» **Exercise**
Return only those lines of the records below in which "suit" appears.

::::::

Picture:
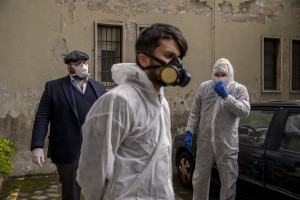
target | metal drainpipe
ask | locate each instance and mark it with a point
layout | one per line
(213, 32)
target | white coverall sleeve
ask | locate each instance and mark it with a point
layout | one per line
(195, 115)
(106, 125)
(239, 104)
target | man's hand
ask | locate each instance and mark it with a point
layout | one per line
(220, 89)
(38, 156)
(188, 140)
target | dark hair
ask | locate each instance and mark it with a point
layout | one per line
(148, 39)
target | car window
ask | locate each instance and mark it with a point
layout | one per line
(290, 140)
(253, 130)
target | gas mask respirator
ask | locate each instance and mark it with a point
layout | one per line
(82, 70)
(172, 73)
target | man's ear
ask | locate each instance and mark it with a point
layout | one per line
(143, 60)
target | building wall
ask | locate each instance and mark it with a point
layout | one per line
(36, 35)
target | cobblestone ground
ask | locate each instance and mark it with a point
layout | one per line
(48, 187)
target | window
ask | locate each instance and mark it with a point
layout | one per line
(295, 65)
(290, 140)
(253, 130)
(109, 52)
(271, 64)
(139, 29)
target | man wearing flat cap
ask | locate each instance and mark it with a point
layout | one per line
(64, 104)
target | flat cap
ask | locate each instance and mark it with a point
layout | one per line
(75, 56)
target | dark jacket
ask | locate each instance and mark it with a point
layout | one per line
(57, 106)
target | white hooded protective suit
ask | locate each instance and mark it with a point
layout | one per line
(215, 122)
(126, 150)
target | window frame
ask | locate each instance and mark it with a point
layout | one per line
(138, 27)
(110, 24)
(278, 67)
(291, 66)
(283, 130)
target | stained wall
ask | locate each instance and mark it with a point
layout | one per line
(36, 35)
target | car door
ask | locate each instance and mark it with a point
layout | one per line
(282, 171)
(253, 134)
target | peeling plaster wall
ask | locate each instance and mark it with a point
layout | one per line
(36, 35)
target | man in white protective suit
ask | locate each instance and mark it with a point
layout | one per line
(214, 116)
(126, 150)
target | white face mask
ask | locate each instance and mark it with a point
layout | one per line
(224, 80)
(82, 70)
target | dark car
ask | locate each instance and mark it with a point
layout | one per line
(269, 156)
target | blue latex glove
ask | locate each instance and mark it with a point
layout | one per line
(221, 90)
(188, 140)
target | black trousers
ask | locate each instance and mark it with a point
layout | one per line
(67, 177)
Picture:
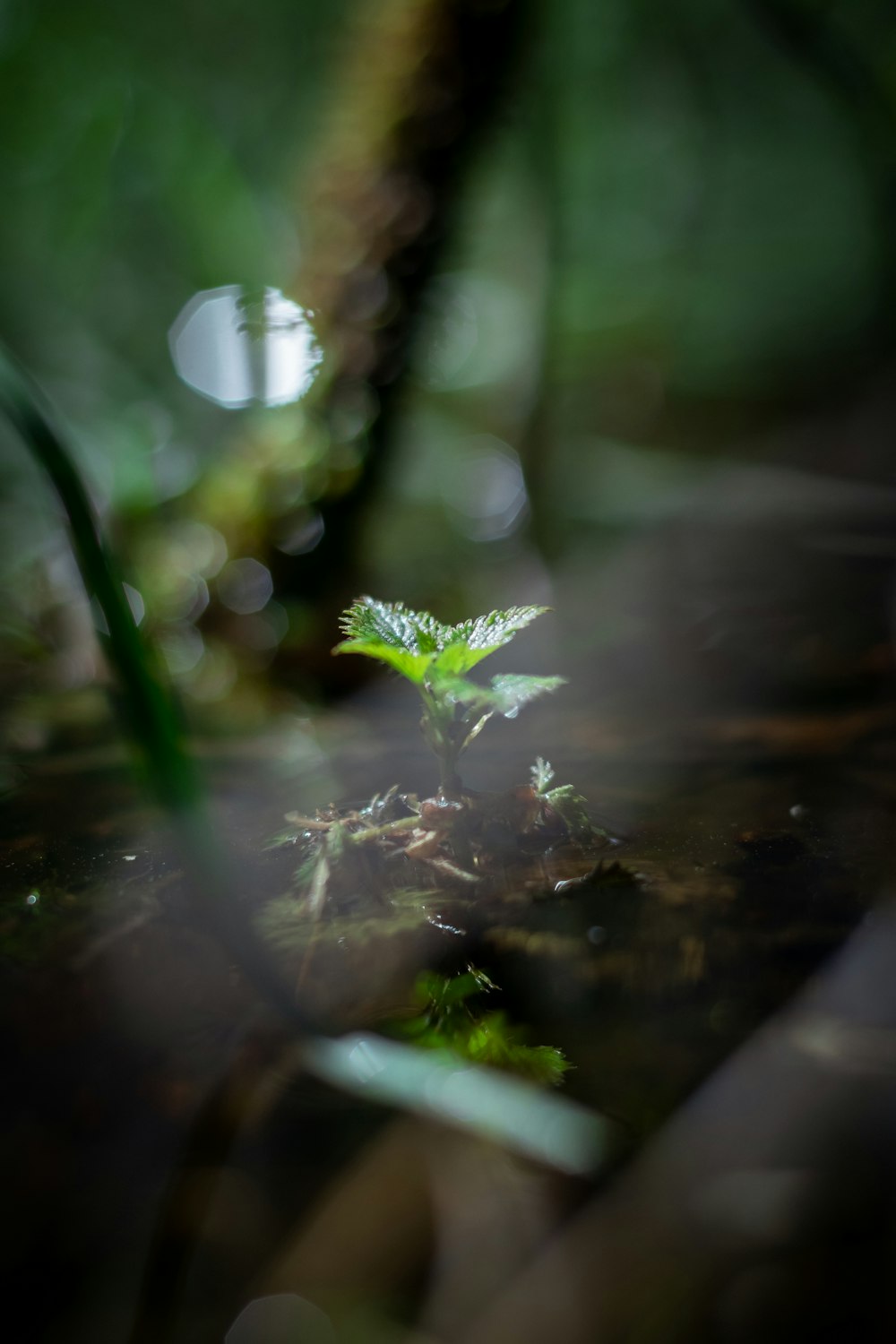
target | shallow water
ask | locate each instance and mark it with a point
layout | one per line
(755, 844)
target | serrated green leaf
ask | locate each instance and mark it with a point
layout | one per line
(506, 694)
(466, 644)
(374, 628)
(573, 808)
(413, 666)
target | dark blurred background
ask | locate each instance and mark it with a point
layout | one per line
(468, 304)
(575, 271)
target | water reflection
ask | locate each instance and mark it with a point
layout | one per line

::::::

» **Result**
target | white hooded protective suit
target | man in white protective suit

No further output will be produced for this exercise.